TO BE DONE:
Render the lines of the records below as a Markdown table with a column headed Row for the row number and a column headed Line for the line, starting at the line that contains "the palm tree" and ending at the line that contains "top-left (182, 309), bottom-right (210, 317)". Include both of those lines and omit blank lines.

Saved data entries:
------------------------------------------------------------

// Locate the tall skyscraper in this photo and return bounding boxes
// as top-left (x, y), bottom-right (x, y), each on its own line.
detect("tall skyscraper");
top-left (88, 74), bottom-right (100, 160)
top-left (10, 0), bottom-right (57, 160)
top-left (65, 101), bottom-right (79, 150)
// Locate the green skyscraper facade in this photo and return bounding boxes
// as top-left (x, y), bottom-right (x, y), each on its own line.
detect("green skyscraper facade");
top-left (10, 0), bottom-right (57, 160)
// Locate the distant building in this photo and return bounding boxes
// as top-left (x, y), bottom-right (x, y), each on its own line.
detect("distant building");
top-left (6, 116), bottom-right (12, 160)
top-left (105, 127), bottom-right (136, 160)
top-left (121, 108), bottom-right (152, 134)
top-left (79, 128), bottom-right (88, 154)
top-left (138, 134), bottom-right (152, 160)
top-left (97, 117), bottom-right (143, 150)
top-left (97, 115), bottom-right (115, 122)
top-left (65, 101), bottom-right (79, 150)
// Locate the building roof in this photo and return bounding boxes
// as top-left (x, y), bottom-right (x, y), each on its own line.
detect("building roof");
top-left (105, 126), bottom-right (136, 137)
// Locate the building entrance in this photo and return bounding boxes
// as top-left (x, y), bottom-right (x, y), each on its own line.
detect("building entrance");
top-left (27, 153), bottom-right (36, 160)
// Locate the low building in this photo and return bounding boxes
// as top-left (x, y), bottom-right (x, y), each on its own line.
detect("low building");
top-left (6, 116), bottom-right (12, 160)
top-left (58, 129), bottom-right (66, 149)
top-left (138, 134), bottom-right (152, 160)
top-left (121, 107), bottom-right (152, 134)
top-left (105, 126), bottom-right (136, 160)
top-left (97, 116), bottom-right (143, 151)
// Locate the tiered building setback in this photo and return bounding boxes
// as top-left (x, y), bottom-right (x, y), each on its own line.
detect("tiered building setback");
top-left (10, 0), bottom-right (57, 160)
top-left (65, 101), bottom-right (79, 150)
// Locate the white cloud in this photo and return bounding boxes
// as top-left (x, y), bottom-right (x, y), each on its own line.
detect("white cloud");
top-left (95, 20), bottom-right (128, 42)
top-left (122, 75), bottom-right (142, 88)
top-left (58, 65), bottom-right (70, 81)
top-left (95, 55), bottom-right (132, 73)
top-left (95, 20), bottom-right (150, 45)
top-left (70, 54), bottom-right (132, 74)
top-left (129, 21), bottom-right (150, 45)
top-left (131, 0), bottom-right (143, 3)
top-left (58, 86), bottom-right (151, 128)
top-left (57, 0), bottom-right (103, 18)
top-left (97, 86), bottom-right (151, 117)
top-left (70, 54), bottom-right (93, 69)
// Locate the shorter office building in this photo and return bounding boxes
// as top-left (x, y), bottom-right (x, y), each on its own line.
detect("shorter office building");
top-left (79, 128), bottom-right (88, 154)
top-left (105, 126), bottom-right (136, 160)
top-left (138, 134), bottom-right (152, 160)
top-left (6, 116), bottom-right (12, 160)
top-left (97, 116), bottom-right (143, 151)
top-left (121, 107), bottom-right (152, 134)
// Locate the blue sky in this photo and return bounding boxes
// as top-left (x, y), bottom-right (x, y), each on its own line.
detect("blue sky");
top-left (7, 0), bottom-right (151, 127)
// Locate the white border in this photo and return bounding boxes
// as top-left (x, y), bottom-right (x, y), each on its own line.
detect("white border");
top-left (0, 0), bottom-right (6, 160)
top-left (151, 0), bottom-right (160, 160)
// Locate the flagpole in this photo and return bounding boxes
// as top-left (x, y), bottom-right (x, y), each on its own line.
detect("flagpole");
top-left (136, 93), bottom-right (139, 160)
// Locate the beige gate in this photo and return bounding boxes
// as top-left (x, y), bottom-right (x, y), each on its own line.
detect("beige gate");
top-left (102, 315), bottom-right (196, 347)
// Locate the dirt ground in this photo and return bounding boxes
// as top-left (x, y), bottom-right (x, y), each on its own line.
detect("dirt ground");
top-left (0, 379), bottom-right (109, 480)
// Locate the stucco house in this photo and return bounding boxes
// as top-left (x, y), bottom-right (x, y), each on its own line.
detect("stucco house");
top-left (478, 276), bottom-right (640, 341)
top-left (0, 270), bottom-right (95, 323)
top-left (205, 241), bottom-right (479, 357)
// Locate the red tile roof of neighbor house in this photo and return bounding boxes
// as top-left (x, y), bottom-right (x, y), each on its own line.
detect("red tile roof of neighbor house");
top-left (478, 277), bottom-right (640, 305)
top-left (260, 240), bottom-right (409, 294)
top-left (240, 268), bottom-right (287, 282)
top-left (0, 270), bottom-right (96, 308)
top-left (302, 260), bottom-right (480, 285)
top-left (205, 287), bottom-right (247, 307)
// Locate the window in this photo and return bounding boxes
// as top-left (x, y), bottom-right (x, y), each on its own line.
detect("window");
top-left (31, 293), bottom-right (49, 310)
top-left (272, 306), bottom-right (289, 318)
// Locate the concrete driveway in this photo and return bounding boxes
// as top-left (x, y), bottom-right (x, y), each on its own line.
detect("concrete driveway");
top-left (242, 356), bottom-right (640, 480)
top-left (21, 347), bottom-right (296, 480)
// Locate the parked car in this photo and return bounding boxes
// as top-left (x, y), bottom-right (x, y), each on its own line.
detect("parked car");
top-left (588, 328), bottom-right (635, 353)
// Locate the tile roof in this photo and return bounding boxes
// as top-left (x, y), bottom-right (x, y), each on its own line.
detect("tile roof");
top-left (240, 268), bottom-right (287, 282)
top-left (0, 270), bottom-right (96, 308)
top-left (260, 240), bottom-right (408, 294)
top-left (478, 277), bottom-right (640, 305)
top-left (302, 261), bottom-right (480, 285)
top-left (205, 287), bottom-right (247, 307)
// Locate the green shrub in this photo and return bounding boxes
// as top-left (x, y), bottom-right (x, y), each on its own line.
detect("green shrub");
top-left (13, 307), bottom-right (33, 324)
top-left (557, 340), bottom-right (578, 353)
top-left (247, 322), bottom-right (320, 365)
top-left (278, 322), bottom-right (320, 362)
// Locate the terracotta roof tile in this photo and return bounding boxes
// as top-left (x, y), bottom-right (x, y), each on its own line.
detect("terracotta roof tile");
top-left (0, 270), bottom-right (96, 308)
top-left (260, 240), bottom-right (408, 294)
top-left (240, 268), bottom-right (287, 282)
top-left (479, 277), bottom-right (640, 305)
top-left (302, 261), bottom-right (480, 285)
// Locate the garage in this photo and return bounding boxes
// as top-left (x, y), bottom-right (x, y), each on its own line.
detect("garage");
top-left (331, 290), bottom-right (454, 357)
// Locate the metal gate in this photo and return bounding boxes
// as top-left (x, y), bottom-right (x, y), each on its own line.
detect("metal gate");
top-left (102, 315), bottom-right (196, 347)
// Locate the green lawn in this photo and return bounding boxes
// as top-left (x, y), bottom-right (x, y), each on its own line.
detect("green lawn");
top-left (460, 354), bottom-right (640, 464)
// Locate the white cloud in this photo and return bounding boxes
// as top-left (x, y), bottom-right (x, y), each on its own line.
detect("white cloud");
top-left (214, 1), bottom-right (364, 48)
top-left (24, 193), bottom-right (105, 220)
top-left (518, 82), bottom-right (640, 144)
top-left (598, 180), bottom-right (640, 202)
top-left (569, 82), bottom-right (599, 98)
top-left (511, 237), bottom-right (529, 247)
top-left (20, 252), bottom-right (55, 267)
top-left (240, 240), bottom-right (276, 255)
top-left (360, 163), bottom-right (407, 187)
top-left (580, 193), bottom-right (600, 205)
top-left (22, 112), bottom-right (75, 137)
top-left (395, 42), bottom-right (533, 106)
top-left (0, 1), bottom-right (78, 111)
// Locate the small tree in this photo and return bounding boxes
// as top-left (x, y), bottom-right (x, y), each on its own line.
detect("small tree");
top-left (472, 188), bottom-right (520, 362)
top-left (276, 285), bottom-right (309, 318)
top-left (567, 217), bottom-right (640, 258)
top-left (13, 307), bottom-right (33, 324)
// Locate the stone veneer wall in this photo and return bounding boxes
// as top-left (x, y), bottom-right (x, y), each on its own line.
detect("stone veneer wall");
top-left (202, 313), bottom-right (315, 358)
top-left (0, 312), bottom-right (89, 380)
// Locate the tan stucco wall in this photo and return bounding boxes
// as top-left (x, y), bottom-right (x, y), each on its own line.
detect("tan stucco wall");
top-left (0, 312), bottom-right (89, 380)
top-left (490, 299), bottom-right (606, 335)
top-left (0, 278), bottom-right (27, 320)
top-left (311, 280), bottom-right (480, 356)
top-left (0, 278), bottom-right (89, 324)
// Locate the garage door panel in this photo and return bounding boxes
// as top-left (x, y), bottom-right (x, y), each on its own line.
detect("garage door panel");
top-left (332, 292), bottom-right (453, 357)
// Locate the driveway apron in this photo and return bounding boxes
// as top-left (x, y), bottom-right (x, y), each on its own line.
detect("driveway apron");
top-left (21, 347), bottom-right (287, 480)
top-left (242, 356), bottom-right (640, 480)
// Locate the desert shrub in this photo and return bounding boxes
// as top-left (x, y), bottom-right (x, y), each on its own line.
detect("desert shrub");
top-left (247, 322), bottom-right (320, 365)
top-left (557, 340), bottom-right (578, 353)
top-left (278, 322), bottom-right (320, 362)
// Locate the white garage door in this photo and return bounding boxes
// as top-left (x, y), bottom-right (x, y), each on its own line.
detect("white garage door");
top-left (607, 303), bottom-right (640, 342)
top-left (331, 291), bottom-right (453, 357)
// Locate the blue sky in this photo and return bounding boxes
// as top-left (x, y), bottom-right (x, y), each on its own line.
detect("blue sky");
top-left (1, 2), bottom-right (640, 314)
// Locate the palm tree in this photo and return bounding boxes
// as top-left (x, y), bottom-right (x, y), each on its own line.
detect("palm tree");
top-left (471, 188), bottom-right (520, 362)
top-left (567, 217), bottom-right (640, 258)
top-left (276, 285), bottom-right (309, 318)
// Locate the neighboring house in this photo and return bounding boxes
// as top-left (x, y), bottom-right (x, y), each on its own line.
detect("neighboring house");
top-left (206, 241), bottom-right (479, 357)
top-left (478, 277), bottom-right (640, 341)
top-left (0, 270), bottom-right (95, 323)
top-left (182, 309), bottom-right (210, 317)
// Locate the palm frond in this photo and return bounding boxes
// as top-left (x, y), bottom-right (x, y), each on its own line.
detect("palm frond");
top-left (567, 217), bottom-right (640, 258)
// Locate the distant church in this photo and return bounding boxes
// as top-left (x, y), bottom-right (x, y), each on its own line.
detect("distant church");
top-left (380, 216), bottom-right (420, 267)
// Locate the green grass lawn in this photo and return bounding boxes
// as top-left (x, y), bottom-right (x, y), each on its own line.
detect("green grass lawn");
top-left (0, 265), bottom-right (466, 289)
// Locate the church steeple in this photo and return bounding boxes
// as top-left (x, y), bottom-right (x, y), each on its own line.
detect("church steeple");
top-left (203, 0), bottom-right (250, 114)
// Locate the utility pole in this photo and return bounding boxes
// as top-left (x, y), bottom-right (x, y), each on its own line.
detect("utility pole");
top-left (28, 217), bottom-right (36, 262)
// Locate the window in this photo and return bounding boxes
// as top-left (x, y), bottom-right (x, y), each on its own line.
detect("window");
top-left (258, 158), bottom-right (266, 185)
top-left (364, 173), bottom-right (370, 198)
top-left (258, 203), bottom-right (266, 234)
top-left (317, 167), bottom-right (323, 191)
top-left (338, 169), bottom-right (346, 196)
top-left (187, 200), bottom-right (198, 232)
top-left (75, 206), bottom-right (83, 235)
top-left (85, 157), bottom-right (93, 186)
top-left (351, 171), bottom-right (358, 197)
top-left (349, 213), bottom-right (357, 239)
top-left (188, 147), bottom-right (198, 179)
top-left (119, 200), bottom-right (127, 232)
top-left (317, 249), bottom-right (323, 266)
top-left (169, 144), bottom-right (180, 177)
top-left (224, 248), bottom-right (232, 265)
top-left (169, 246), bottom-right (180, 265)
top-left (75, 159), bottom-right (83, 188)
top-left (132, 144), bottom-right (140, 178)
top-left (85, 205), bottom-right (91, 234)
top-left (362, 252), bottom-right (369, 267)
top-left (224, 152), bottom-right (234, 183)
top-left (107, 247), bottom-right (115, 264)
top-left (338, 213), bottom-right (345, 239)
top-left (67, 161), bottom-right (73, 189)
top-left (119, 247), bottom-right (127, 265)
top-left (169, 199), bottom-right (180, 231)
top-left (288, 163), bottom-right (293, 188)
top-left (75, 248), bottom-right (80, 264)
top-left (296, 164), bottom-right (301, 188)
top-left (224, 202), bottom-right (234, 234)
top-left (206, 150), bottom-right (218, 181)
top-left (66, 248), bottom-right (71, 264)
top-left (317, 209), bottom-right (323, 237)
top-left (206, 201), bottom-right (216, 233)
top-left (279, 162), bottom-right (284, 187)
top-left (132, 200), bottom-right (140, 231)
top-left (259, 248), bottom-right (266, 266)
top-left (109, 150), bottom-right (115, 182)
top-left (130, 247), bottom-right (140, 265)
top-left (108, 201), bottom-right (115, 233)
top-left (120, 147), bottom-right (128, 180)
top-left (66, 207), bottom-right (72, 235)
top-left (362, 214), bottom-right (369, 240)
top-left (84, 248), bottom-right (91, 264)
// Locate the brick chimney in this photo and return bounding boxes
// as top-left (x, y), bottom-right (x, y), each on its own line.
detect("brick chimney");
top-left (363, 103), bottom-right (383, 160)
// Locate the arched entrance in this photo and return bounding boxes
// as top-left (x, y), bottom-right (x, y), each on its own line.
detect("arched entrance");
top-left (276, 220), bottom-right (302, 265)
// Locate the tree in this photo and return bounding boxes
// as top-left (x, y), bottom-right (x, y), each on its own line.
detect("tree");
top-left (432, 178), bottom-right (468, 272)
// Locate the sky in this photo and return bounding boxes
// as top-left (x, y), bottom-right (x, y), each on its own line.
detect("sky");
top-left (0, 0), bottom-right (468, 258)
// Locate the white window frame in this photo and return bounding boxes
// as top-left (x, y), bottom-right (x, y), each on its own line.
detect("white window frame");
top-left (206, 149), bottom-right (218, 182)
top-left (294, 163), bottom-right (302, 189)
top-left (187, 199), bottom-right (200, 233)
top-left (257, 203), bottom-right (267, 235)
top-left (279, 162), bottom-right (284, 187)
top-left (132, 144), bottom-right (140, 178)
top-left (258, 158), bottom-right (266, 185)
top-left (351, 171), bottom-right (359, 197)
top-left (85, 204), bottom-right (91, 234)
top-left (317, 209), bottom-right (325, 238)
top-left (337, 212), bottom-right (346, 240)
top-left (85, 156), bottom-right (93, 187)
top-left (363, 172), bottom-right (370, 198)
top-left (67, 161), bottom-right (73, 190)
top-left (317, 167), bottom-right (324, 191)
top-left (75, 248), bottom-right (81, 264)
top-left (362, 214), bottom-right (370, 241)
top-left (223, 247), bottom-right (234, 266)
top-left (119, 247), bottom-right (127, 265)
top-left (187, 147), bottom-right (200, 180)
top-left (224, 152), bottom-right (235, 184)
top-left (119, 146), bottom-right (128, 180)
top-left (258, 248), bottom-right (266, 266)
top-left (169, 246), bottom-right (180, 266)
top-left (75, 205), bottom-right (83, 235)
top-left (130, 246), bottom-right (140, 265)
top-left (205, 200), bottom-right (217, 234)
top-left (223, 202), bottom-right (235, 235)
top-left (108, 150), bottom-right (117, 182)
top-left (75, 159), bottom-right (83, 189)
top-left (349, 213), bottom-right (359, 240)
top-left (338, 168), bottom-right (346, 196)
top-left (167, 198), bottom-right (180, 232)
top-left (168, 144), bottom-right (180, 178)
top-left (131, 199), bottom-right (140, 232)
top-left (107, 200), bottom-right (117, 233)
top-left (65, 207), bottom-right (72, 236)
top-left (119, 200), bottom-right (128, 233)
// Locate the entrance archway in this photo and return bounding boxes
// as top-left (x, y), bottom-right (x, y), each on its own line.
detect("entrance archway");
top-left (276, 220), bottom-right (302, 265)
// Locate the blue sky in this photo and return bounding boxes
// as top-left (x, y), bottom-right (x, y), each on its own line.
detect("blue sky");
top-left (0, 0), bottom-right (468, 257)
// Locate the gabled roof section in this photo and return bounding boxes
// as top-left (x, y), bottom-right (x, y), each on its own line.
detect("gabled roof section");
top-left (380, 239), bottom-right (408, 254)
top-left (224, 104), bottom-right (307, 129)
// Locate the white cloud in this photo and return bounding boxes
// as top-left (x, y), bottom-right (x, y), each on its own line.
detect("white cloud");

------------------------------------------------------------

TASK RESULT:
| Row | Line |
|---|---|
| 1 | // Locate the palm tree in this photo and return bounding boxes |
| 2 | // as top-left (x, y), bottom-right (x, y), each on its own line. |
| 3 | detect("palm tree"); |
| 4 | top-left (471, 188), bottom-right (520, 362) |
| 5 | top-left (567, 217), bottom-right (640, 258) |
| 6 | top-left (276, 285), bottom-right (309, 318) |
| 7 | // Locate the neighboring house in this photo and return bounding boxes |
| 8 | // as top-left (x, y), bottom-right (x, y), each on its own line. |
| 9 | detect("neighboring house"); |
| 10 | top-left (206, 241), bottom-right (479, 357) |
| 11 | top-left (478, 277), bottom-right (640, 341) |
| 12 | top-left (0, 270), bottom-right (95, 323) |
| 13 | top-left (182, 309), bottom-right (210, 317) |